Stated exercise: In the forum thread below, how long does Shipwreck say shock buffs were used without a problem?

Source excerpt:

Not the same thing - running the wrong fuel will destroy the car - this isn't even in the same league - U are using a bad analogy.

I used shok buffs for about 5 years - never a problem w/ them.

I'll bet that U are one of the nay sayers who gets their blood pressure worked up by the thought of someone LIKING a full length guide rod in their 1911 :smt082 :smt082 :smt082 :smt082 :smt082


----------



## scooter (May 9, 2006)

Shipwreck said:


> Not the same thing - running the wrong fuel will destroy the car - this isn't even in the same league - U are using a bad analogy.
> 
> I used shok buffs for about 5 years - never a problem w/ them.
> 
> I'll bet that U are one of the nay sayers who gets their blood pressure worked up by the thought of someone LIKING a full length guide rod in their 1911 :smt082 :smt082 :smt082 :smt082 :smt082


Nope , yer wrong, Ive got a FLGR in my commander ONLY because I think it looks better, it doesnt help or hurt the guns functioning,but shock buffs CAN if the pistol has tight tolerance stacking to begin with, there just isnt enough room for the thing and PARTS BIND (as in the case where the guy said the slide didnt want to retract at first.....duh, no room means binding.
If someone wants to use them I say go for it , odds are your gun wont jam when you need it most.

Maybe


----------



## Shipwreck (Jan 26, 2006)

I guess I got U mixed up w/ 2400. He's the FLGR hater


----------

Material provided:
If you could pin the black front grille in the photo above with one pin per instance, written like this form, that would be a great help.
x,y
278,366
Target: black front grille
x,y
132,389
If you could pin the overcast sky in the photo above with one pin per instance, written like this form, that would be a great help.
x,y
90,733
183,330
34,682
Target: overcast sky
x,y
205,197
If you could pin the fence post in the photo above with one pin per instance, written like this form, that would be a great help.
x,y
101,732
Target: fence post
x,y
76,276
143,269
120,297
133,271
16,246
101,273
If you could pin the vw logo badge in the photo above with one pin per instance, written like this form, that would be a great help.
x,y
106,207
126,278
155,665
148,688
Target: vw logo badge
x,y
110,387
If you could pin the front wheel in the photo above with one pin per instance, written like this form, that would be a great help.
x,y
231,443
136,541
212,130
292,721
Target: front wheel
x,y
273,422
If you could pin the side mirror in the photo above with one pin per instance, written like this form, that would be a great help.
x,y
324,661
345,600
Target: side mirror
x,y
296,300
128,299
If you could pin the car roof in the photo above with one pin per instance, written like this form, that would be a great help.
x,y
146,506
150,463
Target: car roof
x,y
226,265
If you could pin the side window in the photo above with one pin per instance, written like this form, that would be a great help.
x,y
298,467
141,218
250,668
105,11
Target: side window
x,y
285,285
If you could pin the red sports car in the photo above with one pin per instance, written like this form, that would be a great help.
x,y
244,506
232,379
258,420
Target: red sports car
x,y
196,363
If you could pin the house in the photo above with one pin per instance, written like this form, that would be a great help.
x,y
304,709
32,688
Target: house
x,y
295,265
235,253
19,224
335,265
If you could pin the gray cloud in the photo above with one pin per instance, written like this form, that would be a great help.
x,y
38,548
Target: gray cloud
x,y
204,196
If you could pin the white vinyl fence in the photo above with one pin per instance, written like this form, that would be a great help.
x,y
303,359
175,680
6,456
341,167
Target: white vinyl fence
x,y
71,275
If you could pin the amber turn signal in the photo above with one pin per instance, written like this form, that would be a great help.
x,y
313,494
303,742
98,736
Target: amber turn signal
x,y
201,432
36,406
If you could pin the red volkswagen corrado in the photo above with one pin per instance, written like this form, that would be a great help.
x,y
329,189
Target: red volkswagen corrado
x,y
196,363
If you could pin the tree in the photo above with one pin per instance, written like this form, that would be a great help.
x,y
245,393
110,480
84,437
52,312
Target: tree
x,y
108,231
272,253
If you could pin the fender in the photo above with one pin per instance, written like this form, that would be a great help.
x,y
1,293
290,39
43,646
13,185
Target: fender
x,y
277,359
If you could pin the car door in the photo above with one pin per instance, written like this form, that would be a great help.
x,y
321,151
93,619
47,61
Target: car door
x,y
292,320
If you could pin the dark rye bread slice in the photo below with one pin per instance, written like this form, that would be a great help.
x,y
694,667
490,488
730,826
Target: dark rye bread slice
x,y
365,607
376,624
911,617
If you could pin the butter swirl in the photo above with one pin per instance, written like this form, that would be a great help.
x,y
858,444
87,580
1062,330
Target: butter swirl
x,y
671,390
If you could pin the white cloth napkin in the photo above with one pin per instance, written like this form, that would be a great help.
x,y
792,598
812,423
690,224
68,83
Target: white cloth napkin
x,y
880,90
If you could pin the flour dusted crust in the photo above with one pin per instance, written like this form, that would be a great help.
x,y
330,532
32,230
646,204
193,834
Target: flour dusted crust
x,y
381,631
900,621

Complete response: About 5 years.